» What you have to do
Reproduce the lines below in full, changing each occurrence of "region" to "area" and leaving all other text unaltered.

[Segmentation data]
--- START ---

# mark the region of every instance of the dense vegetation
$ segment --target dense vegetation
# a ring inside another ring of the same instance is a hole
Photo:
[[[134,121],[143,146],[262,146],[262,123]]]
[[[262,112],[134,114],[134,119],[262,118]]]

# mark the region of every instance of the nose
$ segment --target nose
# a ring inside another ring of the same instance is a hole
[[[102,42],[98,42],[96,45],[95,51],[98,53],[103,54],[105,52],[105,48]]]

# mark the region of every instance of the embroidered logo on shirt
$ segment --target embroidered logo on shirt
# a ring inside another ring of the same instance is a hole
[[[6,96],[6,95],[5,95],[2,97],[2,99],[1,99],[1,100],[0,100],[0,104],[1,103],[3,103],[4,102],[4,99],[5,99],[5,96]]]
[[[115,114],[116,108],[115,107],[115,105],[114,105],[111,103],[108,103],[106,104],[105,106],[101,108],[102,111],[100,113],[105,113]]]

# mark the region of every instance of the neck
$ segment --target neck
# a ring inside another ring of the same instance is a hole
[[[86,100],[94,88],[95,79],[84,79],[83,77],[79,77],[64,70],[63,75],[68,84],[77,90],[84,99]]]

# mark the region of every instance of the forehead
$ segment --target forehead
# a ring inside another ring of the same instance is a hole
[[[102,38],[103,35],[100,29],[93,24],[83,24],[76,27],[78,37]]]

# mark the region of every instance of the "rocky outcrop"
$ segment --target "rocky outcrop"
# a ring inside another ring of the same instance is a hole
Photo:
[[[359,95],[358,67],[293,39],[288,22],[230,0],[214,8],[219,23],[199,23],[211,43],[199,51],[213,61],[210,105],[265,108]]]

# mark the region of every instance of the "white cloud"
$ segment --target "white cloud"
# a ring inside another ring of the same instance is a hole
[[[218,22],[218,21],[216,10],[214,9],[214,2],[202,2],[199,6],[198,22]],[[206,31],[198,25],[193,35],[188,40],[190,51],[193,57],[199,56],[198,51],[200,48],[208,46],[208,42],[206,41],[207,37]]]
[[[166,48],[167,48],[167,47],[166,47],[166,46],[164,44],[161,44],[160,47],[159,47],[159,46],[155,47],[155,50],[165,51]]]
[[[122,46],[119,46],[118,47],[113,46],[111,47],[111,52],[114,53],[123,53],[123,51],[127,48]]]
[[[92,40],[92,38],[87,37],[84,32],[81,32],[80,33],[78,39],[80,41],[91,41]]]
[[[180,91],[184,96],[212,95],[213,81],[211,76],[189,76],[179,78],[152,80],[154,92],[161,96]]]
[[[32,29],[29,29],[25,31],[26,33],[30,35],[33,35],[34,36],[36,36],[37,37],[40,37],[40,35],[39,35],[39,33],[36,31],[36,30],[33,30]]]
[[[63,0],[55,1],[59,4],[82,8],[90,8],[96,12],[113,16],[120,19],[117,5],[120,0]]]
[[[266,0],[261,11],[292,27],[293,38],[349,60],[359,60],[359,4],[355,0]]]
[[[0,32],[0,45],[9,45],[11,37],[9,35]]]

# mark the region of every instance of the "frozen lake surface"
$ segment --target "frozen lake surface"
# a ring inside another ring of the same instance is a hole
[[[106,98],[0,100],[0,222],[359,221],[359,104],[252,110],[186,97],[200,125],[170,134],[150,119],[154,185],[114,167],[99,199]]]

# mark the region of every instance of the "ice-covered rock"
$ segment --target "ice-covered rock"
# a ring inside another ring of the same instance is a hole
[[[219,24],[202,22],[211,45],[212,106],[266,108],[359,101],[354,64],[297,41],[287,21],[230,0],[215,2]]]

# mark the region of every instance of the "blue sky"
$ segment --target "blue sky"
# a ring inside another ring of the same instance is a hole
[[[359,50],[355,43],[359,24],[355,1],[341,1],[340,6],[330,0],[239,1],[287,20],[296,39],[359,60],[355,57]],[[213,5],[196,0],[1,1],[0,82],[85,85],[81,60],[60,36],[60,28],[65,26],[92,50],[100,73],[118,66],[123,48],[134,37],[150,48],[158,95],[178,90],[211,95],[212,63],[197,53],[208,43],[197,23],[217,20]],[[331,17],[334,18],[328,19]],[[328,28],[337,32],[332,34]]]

--- END ---

» Written reply
# mark the area of every instance of the dense vegetation
$ segment --target dense vegetation
# a ring inside another ring of the same instance is a hole
Photo:
[[[134,121],[143,146],[262,146],[262,123]]]
[[[262,112],[134,114],[134,119],[262,118]]]

# mark the area of every instance of the nose
$ segment --target nose
# a ring inside another ring of the same instance is a hole
[[[102,42],[98,42],[96,45],[95,51],[98,53],[103,54],[105,52],[105,48]]]

# mark the area of every instance of the embroidered logo on shirt
$ segment --target embroidered logo on shirt
# a ring inside another ring of the same instance is a hole
[[[6,96],[6,95],[5,95],[2,97],[2,99],[1,99],[1,100],[0,100],[0,104],[1,103],[3,103],[4,102],[4,99],[5,99],[5,96]]]
[[[115,114],[116,108],[115,107],[115,105],[114,105],[111,103],[108,103],[106,104],[105,106],[101,108],[102,111],[100,113],[105,113]]]

# mark the area of every instance of the neck
$ segment --target neck
# a ring inside another ring of the same instance is a hole
[[[86,100],[94,88],[95,79],[84,79],[83,77],[79,77],[64,70],[63,75],[68,84],[77,90],[84,99]]]

# mark the area of every instance of the forehead
$ segment --target forehead
# a ring inside another ring of the same instance is a hole
[[[102,38],[103,35],[100,29],[93,24],[83,24],[76,27],[78,37]]]

# mark the area of every instance of the "rocky outcrop"
$ segment --target "rocky outcrop"
# a ring inside another ring of the same instance is a hole
Photo:
[[[359,95],[358,67],[293,39],[288,22],[230,0],[214,8],[219,23],[199,23],[211,43],[199,51],[213,61],[210,105],[265,108]]]

# mark the area of every instance of the "white cloud"
$ segment --target "white cloud"
# a ring inside another ring of the same instance is a hole
[[[218,22],[218,21],[216,10],[214,9],[214,2],[202,2],[199,6],[198,22]],[[206,31],[198,25],[193,35],[188,40],[190,51],[193,57],[199,56],[198,51],[200,48],[208,46],[208,42],[206,41],[207,37]]]
[[[166,48],[167,48],[167,47],[166,47],[166,46],[164,44],[161,44],[160,47],[159,47],[159,46],[155,47],[155,50],[165,51]]]
[[[122,46],[119,46],[118,47],[113,46],[111,47],[111,52],[114,53],[123,53],[123,51],[127,48]]]
[[[92,40],[92,38],[87,37],[84,32],[81,32],[80,33],[78,39],[80,41],[91,41]]]
[[[180,91],[184,96],[212,95],[213,81],[211,76],[189,76],[179,78],[152,80],[154,92],[161,96]]]
[[[32,29],[29,29],[25,31],[26,33],[30,35],[33,35],[34,36],[36,36],[37,37],[40,37],[40,35],[39,35],[39,33],[36,31],[36,30],[33,30]]]
[[[63,0],[55,1],[59,4],[82,8],[90,8],[96,12],[113,16],[120,19],[117,5],[120,0]]]
[[[266,0],[261,11],[292,27],[293,38],[349,60],[359,60],[359,4],[355,0]]]
[[[0,32],[0,45],[9,45],[11,37],[9,35]]]

# mark the area of every instance of the "frozen lake surface"
$ segment --target "frozen lake surface"
# a ring inside another ring of the same instance is a hole
[[[106,98],[0,100],[0,222],[359,221],[359,104],[252,110],[186,97],[200,125],[170,134],[150,119],[154,185],[114,167],[99,199]]]

# mark the area of every instance of the "ice-covered rock"
$ segment --target "ice-covered rock"
# a ring inside another ring of the same instance is a hole
[[[219,24],[202,22],[211,45],[212,106],[266,108],[359,101],[354,64],[297,41],[287,21],[230,0],[215,2]]]

# mark the area of every instance of the "blue sky"
$ segment --target "blue sky"
# a ring inside another ring of the same instance is a hole
[[[359,50],[355,43],[359,24],[355,1],[341,1],[340,6],[330,0],[239,1],[287,20],[296,39],[359,60],[355,57]],[[213,5],[196,0],[1,1],[0,82],[85,85],[81,60],[60,36],[60,28],[65,26],[92,50],[100,73],[118,66],[123,48],[134,37],[150,48],[158,95],[178,90],[211,95],[212,63],[197,53],[208,43],[197,23],[217,20]],[[331,17],[334,18],[328,19]],[[328,28],[337,32],[332,34]]]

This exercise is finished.